__AIM A__
Show every line in the entries below that contains the string "standing".

-- start of PASSAGE GIVEN --

News Briefs

Bush and Blanco stumble on video, the vague Blanco recall effort and more


President George Bush and Louisiana Gov. Kathleen Blanco took further hits for their Katrina response last week when the Associated Press obtained videos of government briefings on the eve of the storm. Bush doesn't ask any questions during an Aug. 28 briefing that includes National Hurricane Center Director Max Mayfield's "very, very grave concern'" about floodwaters topping the levees and ex-FEMA chief Michael Brown's warning that "My gut tells me ... this is a bad one and a big one." At the end of the briefing, Bush says, "I want to assure the folks at the state level that we are fully prepared."

Blanco, meanwhile, tells Brown and others in a video briefing around noon on Aug. 29, "I think we have not breached the levee at this time." The National Weather Service had issued a flash-flood warning because of a confirmed report of a levee breach shortly after 9 a.m.

-- end of PASSAGE GIVEN --
-- start of RECORDS FOR THE EXERCISE --

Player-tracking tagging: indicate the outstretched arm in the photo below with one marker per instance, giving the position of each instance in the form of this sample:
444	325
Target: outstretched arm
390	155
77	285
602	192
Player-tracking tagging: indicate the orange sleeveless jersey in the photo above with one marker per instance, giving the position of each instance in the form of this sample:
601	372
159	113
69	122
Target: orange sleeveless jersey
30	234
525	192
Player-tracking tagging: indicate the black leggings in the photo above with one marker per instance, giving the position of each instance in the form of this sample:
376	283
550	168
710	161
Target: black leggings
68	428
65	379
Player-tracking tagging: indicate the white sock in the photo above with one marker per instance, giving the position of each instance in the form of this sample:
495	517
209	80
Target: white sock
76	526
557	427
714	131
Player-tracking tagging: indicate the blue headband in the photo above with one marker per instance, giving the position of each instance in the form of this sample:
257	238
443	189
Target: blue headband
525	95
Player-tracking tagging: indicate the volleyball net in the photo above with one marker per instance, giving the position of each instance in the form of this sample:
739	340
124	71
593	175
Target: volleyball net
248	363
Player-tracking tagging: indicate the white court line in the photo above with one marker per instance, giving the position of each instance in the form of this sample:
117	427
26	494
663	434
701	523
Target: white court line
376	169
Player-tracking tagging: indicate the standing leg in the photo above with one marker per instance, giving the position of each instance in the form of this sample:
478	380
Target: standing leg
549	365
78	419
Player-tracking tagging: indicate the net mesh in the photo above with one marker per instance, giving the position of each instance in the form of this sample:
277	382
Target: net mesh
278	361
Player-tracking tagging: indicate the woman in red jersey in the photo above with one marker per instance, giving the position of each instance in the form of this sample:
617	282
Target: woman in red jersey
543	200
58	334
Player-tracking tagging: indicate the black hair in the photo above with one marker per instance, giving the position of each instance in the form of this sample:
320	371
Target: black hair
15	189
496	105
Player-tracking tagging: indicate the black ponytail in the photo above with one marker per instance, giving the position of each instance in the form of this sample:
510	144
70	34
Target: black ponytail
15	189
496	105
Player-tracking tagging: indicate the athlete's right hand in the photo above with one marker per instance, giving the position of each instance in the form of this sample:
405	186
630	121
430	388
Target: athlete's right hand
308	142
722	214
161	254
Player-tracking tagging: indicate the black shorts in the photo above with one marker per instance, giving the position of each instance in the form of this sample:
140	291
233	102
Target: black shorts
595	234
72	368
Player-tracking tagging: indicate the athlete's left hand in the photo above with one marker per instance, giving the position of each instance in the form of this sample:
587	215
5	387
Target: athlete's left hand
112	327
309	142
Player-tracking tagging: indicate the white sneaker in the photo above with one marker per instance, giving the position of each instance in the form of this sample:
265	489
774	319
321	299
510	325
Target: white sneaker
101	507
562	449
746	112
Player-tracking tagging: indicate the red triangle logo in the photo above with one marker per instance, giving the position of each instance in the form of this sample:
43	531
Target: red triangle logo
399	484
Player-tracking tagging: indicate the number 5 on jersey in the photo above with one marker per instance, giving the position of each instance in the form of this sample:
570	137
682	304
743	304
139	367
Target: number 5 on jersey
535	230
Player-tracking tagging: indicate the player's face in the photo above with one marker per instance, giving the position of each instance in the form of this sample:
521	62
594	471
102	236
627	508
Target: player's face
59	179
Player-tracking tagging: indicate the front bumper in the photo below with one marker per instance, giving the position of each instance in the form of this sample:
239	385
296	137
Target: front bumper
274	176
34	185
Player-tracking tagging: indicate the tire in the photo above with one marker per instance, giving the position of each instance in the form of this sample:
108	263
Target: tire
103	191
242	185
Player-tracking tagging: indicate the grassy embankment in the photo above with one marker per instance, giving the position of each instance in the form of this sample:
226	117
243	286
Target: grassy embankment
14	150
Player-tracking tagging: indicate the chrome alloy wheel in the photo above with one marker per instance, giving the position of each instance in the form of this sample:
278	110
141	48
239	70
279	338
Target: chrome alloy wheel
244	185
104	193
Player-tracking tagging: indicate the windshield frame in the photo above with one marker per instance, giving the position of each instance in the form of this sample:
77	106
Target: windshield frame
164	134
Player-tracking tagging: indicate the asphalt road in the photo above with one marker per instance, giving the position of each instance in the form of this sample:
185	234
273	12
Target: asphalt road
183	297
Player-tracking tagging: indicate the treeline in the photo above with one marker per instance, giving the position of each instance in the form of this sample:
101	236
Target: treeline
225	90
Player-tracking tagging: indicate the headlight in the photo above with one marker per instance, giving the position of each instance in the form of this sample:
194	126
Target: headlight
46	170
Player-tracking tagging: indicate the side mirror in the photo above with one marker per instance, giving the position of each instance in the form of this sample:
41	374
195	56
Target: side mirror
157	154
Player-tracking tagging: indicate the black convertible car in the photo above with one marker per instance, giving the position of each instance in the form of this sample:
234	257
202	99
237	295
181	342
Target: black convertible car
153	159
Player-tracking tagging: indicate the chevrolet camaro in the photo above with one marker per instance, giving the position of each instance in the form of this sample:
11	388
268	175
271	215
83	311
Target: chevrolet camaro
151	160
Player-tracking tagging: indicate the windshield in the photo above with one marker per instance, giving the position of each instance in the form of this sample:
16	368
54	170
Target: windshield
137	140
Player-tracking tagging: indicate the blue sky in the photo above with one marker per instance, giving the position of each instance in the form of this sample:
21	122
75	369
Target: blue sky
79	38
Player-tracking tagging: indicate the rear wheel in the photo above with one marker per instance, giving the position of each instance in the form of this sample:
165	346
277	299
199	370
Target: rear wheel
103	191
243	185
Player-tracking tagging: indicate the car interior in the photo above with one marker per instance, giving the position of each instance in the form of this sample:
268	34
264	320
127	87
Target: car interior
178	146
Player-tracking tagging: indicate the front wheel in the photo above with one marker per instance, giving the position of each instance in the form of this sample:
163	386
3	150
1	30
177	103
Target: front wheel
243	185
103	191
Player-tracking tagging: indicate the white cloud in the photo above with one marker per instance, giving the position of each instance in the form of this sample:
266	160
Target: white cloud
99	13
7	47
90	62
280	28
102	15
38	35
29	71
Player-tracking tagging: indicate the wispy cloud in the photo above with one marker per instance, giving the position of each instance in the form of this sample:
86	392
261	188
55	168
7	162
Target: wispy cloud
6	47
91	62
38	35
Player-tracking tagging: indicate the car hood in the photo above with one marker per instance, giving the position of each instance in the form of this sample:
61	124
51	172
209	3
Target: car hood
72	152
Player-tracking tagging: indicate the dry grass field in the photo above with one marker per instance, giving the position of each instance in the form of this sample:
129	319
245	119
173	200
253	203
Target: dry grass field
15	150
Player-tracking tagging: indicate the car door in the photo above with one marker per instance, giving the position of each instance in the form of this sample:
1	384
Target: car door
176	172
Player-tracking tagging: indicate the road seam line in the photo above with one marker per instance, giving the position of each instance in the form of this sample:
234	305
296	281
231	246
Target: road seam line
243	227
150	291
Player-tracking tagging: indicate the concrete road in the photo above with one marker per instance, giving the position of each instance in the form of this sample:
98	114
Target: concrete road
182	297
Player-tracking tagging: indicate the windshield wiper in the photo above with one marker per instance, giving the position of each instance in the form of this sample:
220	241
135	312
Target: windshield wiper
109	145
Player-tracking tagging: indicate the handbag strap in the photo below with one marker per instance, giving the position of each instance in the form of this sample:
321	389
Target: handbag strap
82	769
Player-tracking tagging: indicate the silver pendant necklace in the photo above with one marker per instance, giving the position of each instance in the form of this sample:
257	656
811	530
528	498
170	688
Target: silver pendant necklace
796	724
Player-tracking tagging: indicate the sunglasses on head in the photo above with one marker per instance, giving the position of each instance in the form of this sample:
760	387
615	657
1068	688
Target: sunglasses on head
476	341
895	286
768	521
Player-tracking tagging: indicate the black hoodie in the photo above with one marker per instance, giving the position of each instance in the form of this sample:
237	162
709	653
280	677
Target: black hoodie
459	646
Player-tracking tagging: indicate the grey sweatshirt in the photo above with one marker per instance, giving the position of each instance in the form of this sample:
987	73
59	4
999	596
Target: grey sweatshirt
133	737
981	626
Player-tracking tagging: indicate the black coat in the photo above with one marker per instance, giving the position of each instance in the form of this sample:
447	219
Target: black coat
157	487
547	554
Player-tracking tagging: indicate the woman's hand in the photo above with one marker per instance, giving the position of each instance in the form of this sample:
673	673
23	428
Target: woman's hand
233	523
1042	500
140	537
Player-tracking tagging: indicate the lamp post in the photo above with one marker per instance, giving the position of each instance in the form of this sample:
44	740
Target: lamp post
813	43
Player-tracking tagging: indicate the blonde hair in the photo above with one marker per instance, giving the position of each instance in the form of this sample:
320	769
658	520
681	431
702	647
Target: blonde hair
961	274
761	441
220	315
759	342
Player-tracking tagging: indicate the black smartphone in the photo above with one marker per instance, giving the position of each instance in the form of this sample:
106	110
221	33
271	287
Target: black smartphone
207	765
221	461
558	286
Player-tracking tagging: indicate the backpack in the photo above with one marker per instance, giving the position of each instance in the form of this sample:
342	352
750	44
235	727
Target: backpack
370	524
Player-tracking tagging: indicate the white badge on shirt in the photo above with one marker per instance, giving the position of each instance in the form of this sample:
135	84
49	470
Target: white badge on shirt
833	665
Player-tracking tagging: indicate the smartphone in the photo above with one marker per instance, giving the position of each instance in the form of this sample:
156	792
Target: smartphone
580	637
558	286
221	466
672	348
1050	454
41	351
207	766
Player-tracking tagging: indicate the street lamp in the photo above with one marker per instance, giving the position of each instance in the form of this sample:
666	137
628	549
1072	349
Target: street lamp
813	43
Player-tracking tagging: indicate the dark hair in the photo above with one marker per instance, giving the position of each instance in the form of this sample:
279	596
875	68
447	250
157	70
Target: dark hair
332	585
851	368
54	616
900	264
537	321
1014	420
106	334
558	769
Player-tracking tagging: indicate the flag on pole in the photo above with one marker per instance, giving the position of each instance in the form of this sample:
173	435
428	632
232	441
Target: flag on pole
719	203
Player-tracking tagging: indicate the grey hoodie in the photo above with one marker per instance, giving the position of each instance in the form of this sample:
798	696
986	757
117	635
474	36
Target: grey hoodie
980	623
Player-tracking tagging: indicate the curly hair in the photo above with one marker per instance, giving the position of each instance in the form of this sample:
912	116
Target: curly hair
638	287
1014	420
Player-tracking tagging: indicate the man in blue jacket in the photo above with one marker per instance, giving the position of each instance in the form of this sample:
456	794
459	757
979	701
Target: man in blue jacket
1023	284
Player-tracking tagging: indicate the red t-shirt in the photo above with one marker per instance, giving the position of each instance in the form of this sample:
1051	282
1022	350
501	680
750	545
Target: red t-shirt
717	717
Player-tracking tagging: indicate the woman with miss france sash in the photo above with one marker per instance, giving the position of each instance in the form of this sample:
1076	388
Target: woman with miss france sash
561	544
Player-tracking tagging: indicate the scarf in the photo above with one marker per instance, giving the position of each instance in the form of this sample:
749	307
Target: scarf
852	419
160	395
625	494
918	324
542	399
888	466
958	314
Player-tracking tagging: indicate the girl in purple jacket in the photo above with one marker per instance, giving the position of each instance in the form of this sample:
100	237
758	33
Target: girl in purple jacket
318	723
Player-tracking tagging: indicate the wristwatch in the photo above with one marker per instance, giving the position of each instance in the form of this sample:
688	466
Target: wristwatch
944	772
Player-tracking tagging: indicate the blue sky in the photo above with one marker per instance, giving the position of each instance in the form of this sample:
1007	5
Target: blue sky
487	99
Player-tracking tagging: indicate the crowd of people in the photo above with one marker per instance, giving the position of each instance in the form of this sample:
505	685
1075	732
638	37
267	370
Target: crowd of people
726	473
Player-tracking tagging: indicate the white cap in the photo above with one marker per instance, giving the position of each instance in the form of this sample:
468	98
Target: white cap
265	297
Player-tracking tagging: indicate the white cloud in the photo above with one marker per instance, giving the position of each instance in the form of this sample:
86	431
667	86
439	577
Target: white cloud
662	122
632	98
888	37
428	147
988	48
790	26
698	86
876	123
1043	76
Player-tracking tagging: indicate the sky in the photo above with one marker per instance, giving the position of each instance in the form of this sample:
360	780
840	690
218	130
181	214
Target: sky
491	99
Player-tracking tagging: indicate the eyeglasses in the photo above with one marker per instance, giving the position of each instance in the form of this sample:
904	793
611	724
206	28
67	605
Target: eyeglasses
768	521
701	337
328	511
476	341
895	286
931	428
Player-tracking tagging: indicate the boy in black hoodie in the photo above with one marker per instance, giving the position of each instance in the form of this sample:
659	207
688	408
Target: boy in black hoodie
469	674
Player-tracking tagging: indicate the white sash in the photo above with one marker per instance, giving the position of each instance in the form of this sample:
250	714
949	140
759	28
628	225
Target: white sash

-- end of RECORDS FOR THE EXERCISE --

__AIM B__
In two sentences, summarize the news brief on the Katrina briefing videos.

__COMPLETE ANSWER A__
Player-tracking tagging: indicate the standing leg in the photo above with one marker per instance, giving the position of each instance in the form of this sample:
Target: standing leg

__COMPLETE ANSWER B__
Videos of pre-storm government briefings obtained by the Associated Press show that President George Bush asked no questions at an Aug. 28 briefing where Max Mayfield voiced grave concern about floodwaters topping the levees and Michael Brown warned that this was "a bad one and a big one," yet Bush closed by assuring state officials that "we are fully prepared." Around noon on Aug. 29, Louisiana Gov. Kathleen Blanco told Brown and others that she thought the levee had not been breached, although the National Weather Service had already issued a flash-flood warning after a confirmed report of a levee breach shortly after 9 a.m.